— start of TEXT —
SB: Well, not to mention coal chemistry, probably. Although there is more talk than practice, there is a future.

AB: Well, actually the topic of coal chemistry does exist. But, in my opinion, there is a certain misbelief. It is in the fact that in order to get something from a coal chemistry, a product, first you need to turn coal into gas, into the so called synthesis gas. And further processes are already known enough. There are different ways to obtain this synthesis gas. But at the same time, we understand that an additional technological redistribution in the production of chemical products appears. The production of this chemical product simply from gas, from gas chemistry, where an additional redistribution appears, under any conditions and any development of technology will cost extra money. It is obvious, that the production of chemistry obtained from coal will always be more expensive than the production of chemistry derived from gas.

SB: But coal remains as fuel?

AB: It is also remaining as a valuable source for coal chemistry. I was talking just now about mass production, mass use. And coal has unique properties and great potential of the so called low-tonnage coal chemistry for the production of special products that can be obtained only from coal, but on a small scale.
— end of TEXT —
— start of DATA EXCERPTS —
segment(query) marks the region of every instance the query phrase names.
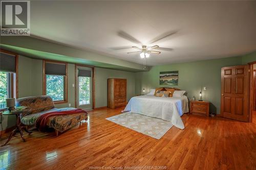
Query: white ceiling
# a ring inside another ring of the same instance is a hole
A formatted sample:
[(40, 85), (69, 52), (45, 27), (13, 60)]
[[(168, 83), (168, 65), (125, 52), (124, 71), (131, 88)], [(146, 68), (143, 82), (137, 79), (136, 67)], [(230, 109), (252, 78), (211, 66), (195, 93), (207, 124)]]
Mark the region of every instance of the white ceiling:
— end of DATA EXCERPTS —
Pick up the interview on coal chemistry where it stops and carry it on.

▶ FINAL RESULT
SB: Well, also, we will probably pay additional attention to this topic at the Global Energy Association’s discussion platform.

AB: It seems to me, this would’ve been very interesting and useful for everyone. The environmentally friendly use of such a resource as coal, which is, first of all, publicly available. It can be found in all regions of the world, it can be mined everywhere. It is easy to transport. 
It doesn’t need any special delivery vehicles. It can be easily transported by sea and rivers, the railway, by motor vehicles. In this sense, coal has a future. Therefore, it is necessary, to look at it from the point of view of environmentally friendly production of the corresponding products from it, as you rightly said before.

SB: Thank you.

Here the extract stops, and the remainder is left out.